SELECTED EXCERPT:
Moreover, as Doblin points out, “GW Pharmaceuticals, a private producer of
marijuana in England, which is also a signatory to the same international treaties
that the US has signed. The International Narcotic Control Board, which monitors
compliance with the treaties, has never once objected to the British Home Office
licensing of GW’s production facility, which took place more than six years
ago in 1998.”
The DEA’s third basis for rejecting Craker’s application was: “FDA has not
received any new drug application for the development of a prescription drug
containing marijuana or a constituent of marijuana... DEA should not register
another marijuana manufacturer at this time on such a speculative basis.”
Doblin explains the Catch-22: “We are saying that unless we can have access
to our own independent source of marijuana, we can’t even do the research necessary
to present an NDA to the FDA. DEA says that unless there is a need for marijuana
for prescription use, it doesn’t see a need to make marijuana available for
research. It is possible to get permission for research, the FDA is open to
research. It’s the NIDA monopoly which is the key factor obstructing research.”
Craker and his backers are going to appeal the DEA rejection to an administrative
law judge. Doblin defines the DEA’s rejection as progress towards the ultimate
showdown, the hearing before the ALJ. He has asked an elite D.C. law firm to
take the case pro bono. The ACLU is willing to play a supportive role (but
not to provide the lead attorney).
Gettman Tries Again (Again)
John Gettman is a senior research fellow at George Mason
University School of Public Policy. He was national director of NORML
in 1988 when NORML’s petitition to the DEA to move marijuana from Schedule
1 to Schedule 2 favorably impressed Administrative Law Judge Francis
Young. After extensive testimony and evidence presented by doctors,
patients and public officials, Young called for immediate rescheduling. “Marijuana
in its natural form is one of the safest therapeutically active substances
known to man,” he wrote in his opinion. “Many people find marijuana
to have... accepted medical use in treatment in the United States.”
But administrative law judges don’t rule, they weigh the evidence and recommend
a course of action to the agency involved. DEA Administrator Jack Lawn rejected
Young’s recommendation (after 15 months of not acting on it at all). Some of
the doctors and patients who testified, Lawn observed, were affiliated with
NORML and supported full legalization —as if that discredited their testimony!
Rescheduling marijuana, Lawn ruled, “would be unreasonable, arbitrary and capricious.”
Gettman filed another recheduling petition in federal court in 1995, with the
backing of High Times magazine and their attorney, Michael Kennedy. In 2002
an appeals court ruled that Gettman didn’t have standing to sue for rescheduing
because he wasn’t using cannabis medicinally.
Gettman calmly describes “six and-a-half years of our lawyers telling them
to move it along,” culminating in the ruling that he lacked standing. “Rather
than whine about it, I said ‘Okay, rules are rules, we’ll just do it over,’ and
I started a new petition and recruited several patients and medical cannabis
organizations.” High Times backed him again.

SUPPLIED ENTRIES:
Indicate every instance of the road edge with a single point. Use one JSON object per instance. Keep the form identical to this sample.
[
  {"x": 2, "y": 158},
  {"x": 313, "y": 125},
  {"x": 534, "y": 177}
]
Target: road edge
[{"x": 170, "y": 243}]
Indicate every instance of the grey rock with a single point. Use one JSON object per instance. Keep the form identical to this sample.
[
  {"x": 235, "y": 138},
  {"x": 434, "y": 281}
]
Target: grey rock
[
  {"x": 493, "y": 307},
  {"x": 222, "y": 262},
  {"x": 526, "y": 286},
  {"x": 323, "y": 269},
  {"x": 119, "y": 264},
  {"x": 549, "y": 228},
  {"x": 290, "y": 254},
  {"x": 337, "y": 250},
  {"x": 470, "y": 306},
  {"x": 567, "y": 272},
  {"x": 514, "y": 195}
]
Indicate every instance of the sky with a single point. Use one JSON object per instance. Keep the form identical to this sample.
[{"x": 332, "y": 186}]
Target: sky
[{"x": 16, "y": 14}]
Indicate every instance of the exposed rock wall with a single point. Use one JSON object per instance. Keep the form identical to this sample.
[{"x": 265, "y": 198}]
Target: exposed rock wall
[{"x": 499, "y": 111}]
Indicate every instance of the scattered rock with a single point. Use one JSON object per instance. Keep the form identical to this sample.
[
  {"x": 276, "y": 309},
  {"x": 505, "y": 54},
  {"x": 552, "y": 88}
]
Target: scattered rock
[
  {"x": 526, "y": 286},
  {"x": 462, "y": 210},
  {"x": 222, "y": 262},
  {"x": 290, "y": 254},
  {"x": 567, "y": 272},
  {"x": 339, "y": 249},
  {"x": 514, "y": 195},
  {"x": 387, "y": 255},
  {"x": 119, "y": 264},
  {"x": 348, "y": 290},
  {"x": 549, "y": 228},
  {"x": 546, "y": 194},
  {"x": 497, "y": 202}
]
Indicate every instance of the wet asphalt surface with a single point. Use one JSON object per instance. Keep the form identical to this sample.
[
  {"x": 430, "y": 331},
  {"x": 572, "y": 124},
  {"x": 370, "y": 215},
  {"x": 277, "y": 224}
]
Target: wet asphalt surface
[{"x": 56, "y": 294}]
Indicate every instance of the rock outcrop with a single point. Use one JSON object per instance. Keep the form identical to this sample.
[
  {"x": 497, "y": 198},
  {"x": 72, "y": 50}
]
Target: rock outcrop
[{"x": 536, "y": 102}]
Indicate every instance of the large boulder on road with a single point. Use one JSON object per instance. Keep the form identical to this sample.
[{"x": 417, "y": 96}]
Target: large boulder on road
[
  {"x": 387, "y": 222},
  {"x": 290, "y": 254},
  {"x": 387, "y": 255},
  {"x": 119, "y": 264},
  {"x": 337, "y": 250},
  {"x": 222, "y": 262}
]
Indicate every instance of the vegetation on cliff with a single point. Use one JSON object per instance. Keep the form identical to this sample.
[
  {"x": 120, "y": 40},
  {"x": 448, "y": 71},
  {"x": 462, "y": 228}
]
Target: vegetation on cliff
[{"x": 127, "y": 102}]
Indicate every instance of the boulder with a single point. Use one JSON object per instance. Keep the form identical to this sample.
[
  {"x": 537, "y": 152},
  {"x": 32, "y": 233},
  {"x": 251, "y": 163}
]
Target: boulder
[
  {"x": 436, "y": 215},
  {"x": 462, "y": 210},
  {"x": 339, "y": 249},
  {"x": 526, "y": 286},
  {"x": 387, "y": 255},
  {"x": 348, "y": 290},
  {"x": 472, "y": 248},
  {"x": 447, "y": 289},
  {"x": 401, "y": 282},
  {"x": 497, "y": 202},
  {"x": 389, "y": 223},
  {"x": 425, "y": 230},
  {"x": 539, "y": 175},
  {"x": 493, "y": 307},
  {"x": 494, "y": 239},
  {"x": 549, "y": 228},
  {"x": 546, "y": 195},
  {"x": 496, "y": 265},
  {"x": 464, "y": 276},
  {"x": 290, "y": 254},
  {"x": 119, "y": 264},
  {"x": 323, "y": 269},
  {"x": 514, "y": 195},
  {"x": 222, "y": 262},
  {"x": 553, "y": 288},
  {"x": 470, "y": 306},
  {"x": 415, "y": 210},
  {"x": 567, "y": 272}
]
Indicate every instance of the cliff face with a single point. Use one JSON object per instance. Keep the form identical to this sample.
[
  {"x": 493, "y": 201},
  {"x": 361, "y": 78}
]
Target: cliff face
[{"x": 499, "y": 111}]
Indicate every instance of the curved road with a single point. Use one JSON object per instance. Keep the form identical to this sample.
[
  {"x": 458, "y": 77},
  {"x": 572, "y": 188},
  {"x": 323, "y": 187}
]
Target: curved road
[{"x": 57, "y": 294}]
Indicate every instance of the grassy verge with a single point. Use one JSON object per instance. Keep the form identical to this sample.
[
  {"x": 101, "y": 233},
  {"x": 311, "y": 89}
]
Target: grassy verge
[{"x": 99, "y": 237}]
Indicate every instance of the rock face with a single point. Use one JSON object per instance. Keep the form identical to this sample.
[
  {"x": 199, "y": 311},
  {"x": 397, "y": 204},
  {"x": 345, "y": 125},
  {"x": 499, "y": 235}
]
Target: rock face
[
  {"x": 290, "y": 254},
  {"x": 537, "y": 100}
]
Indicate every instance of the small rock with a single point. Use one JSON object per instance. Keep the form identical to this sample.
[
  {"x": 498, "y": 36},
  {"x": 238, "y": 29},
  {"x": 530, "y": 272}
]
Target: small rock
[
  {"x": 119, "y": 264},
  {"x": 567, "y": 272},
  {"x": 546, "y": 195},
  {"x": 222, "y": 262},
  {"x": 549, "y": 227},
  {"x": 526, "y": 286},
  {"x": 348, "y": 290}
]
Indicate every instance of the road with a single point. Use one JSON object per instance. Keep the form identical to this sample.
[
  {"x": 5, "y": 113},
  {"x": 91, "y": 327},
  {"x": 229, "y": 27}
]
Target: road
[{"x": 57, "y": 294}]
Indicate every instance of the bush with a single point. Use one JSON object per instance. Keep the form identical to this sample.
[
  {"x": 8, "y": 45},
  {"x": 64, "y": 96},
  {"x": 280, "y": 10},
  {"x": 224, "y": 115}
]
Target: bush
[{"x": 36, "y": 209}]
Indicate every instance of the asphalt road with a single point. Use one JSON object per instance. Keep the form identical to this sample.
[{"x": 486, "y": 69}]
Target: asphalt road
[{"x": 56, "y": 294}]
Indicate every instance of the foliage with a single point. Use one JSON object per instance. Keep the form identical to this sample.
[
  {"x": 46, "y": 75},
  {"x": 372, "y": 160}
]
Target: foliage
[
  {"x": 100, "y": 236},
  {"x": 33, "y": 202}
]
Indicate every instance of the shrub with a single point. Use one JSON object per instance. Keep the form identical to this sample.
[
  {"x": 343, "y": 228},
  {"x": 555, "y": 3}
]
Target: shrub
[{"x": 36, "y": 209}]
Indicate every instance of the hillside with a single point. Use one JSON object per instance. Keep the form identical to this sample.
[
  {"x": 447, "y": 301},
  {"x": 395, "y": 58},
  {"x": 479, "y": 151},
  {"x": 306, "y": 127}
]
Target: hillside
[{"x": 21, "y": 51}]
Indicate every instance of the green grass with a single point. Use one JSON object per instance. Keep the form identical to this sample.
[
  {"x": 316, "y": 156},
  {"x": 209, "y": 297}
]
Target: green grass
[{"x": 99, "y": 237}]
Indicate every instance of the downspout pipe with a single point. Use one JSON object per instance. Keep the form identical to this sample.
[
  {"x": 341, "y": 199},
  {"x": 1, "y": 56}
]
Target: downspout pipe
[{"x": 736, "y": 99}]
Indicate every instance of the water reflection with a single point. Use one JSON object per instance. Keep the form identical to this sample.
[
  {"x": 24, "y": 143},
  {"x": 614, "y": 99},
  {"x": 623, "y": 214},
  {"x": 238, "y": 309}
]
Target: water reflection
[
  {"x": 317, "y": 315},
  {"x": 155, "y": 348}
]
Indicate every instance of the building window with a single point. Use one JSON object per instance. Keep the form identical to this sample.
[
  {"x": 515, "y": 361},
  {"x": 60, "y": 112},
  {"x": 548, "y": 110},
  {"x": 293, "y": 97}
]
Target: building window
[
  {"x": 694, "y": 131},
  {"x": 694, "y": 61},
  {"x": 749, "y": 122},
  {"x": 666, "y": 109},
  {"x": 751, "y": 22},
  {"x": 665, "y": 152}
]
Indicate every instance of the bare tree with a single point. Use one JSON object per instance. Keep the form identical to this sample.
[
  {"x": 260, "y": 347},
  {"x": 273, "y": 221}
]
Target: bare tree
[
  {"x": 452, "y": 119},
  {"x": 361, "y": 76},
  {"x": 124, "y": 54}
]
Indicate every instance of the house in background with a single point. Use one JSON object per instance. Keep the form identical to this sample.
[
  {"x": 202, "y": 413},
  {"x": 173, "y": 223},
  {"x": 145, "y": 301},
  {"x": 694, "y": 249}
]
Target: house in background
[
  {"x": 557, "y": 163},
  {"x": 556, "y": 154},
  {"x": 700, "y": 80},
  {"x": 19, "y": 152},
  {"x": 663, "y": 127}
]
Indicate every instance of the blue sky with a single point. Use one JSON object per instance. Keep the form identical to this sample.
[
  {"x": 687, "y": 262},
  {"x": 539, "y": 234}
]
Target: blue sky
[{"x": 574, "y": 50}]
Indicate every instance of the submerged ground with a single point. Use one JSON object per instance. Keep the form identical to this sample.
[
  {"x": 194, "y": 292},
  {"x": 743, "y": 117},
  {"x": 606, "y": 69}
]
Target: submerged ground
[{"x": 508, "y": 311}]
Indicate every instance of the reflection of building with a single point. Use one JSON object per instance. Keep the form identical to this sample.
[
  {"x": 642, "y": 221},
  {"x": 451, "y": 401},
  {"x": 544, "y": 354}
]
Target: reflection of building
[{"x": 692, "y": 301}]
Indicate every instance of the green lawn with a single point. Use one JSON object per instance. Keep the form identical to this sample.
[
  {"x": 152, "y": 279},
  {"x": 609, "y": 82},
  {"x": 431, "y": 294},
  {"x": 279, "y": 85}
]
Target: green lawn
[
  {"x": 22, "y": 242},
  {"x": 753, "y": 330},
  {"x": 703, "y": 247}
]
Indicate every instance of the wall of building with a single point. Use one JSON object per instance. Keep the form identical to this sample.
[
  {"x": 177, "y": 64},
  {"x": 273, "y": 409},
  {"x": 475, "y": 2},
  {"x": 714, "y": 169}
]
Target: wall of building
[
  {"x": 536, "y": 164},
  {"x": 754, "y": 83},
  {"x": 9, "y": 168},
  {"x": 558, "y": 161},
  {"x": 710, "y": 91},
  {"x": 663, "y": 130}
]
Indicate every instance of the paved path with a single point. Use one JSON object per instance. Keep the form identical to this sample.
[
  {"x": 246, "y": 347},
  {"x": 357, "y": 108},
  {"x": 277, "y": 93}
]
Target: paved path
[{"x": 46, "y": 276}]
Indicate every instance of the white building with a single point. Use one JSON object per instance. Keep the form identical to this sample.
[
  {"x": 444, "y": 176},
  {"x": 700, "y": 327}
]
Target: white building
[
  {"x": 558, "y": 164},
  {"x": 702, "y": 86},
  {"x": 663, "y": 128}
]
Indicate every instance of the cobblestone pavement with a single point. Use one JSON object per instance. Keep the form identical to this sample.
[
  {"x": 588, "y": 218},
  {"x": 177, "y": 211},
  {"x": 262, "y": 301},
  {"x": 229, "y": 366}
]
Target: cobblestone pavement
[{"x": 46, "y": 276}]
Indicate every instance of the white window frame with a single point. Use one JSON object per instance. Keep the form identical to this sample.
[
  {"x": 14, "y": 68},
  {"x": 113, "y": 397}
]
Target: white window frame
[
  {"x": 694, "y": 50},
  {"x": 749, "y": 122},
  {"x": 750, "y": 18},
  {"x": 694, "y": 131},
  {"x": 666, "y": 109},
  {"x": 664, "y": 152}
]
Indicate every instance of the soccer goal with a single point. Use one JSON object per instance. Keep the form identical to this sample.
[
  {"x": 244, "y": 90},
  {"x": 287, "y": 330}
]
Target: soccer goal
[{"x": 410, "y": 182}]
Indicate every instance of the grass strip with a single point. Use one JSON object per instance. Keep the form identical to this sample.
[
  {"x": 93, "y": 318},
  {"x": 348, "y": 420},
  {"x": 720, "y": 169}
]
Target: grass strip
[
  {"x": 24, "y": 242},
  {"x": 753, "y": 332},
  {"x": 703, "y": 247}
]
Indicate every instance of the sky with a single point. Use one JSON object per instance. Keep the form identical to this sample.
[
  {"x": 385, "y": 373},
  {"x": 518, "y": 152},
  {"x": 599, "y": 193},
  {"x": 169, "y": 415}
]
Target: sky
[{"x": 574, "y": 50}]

TASKS AND EXERCISES:
1 > Update the marijuana rescheduling passage. Begin at the words "Rescheduling marijuana, Lawn" and stop after "using cannabis medicinally.", replacing "appeals court" with "court of appeals".
2 > Answer from the marijuana rescheduling passage:
(a) In what year did the British Home Office license GW's production facility?
(b) Which DEA Administrator rejected Judge Young's recommendation?
(c) Why did the appeals court rule that Gettman lacked standing?
The data has no connection to the marijuana rescheduling passage.

OUTPUTS FOR THE TASKS:
1 >
Rescheduling marijuana, Lawn ruled, “would be unreasonable, arbitrary and capricious.”
Gettman filed another recheduling petition in federal court in 1995, with the
backing of High Times magazine and their attorney, Michael Kennedy. In 2002
an court of appeals ruled that Gettman didn’t have standing to sue for rescheduing
because he wasn’t using cannabis medicinally.

2 >
(a) 1998
(b) Jack Lawn
(c) He wasn't using cannabis medicinally.